» **WRITTEN PROBLEM**
Count the lines below that contain the string "branching" and give only that number.

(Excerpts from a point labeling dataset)
- - - - - - -

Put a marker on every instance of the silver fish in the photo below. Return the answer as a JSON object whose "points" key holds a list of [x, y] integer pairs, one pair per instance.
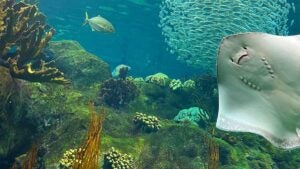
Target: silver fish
{"points": [[99, 24]]}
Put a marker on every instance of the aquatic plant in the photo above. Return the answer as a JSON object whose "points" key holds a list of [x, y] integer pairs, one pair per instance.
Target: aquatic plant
{"points": [[194, 28], [88, 157], [189, 84], [118, 92], [146, 123], [113, 159], [175, 84], [24, 34], [29, 161], [194, 114]]}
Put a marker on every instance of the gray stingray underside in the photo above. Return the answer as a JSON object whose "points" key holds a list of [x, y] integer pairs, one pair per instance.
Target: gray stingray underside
{"points": [[259, 86]]}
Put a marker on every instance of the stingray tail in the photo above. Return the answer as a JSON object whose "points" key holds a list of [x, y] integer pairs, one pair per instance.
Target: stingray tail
{"points": [[86, 19]]}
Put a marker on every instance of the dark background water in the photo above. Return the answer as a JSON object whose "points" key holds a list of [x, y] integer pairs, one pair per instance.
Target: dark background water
{"points": [[137, 42]]}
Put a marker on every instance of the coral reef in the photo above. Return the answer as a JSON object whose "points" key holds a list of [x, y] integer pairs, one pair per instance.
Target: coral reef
{"points": [[81, 67], [189, 85], [175, 84], [193, 114], [193, 30], [118, 92], [69, 159], [113, 159], [23, 36], [88, 157], [158, 79], [121, 71], [146, 123]]}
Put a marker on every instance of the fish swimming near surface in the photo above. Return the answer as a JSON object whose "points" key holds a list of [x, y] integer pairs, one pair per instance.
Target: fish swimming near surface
{"points": [[120, 71], [259, 86], [99, 24]]}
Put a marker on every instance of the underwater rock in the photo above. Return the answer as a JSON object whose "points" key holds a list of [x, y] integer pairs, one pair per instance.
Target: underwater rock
{"points": [[158, 79], [175, 84], [118, 92], [81, 67], [193, 114], [5, 85]]}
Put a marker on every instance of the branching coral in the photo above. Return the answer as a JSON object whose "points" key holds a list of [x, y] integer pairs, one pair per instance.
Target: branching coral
{"points": [[114, 159], [118, 92], [146, 123], [23, 36], [194, 28]]}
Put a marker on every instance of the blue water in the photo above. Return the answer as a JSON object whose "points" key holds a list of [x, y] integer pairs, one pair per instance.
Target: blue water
{"points": [[137, 42]]}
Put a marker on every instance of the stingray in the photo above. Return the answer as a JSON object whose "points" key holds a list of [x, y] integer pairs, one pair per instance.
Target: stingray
{"points": [[259, 86]]}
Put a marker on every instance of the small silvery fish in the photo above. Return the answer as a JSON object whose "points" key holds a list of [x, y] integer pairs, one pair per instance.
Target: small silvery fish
{"points": [[99, 24]]}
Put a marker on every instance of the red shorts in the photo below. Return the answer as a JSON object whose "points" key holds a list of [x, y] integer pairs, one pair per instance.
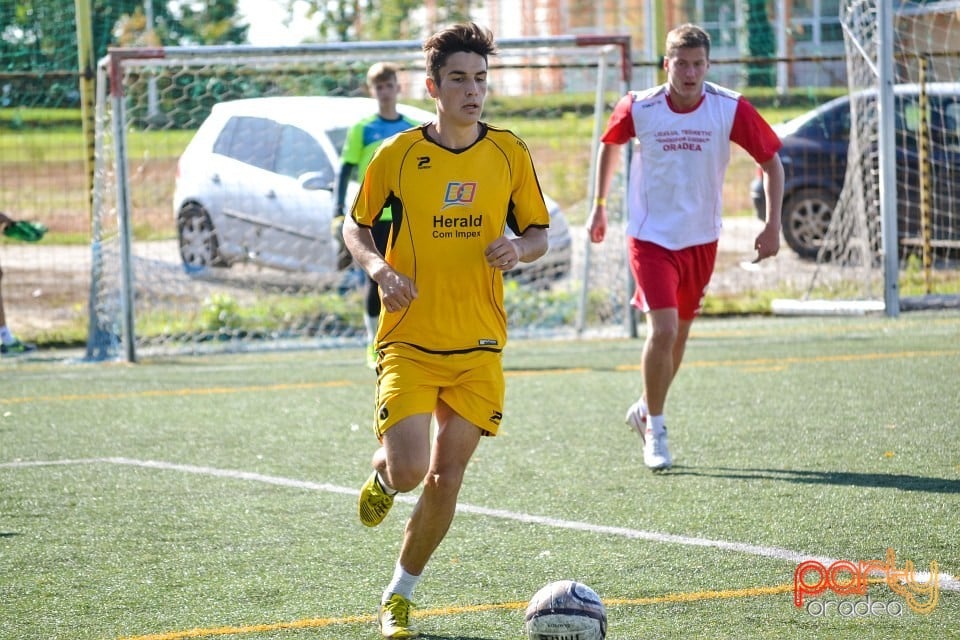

- - - - - - -

» **THE RESULT**
2